Action item:
Copy exactly the lines from the first line of the records below through the line containing "Where can you spot the woman's nose", including both, and nothing else.

Saved data entries:
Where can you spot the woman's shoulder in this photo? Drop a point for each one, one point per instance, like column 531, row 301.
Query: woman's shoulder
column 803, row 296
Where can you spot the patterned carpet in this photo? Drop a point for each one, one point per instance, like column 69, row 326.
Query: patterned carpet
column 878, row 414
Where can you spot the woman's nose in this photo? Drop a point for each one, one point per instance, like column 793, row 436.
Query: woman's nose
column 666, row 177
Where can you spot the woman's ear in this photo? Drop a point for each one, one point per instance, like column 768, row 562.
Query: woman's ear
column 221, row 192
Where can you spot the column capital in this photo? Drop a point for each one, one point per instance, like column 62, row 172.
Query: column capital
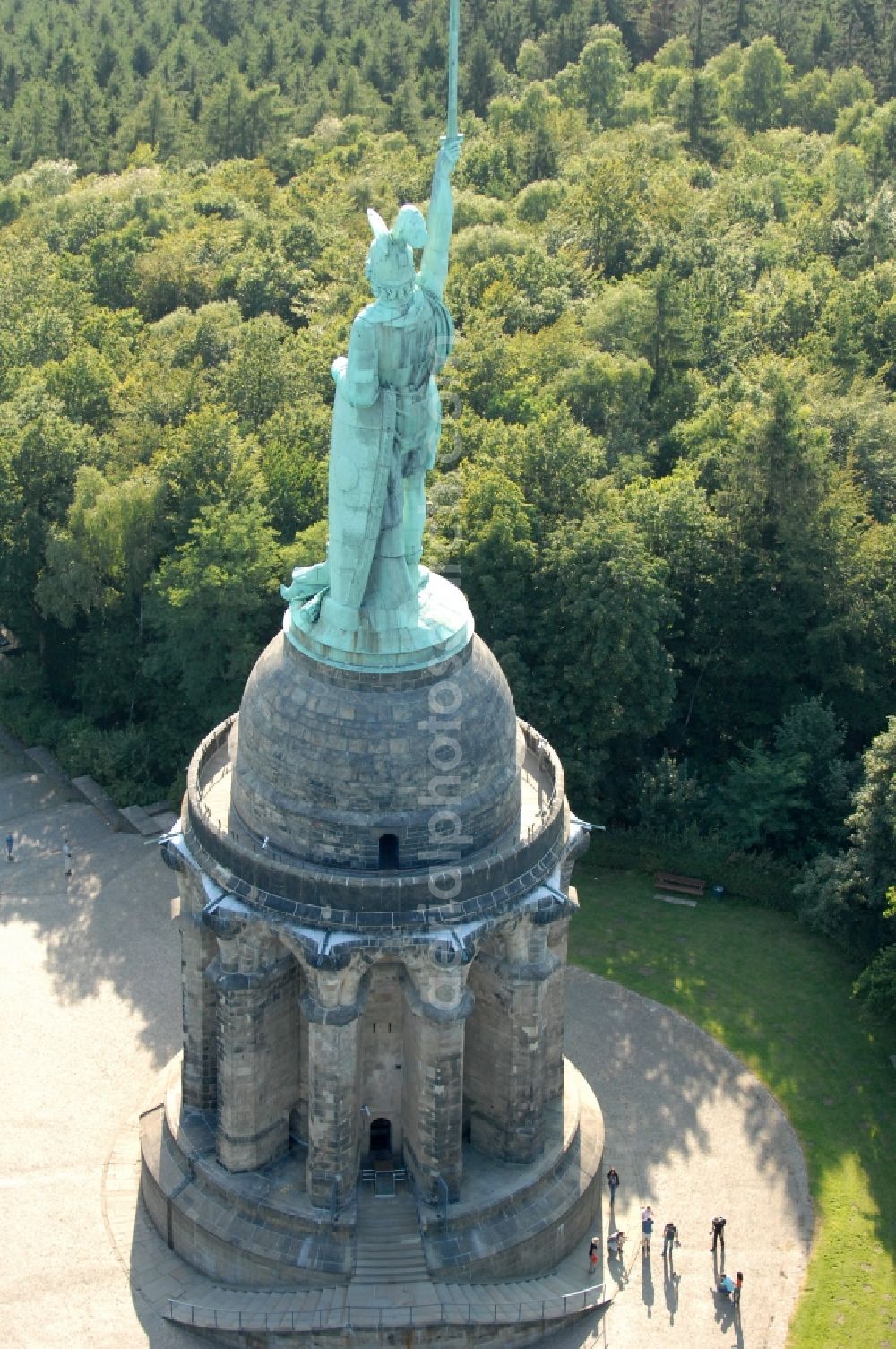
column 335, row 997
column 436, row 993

Response:
Where can you spot the woman's shoulder in this photo? Drop a point for each one, one point per instance, like column 531, row 301.
Query: woman's shoulder
column 803, row 296
Where can you spot the patterned carpet in this photo? Drop a point for each one, one point per instance, like column 69, row 326.
Query: patterned carpet
column 878, row 414
Where can you spot the woman's nose in this photo? Drop a point for each one, one point per instance, like column 793, row 436.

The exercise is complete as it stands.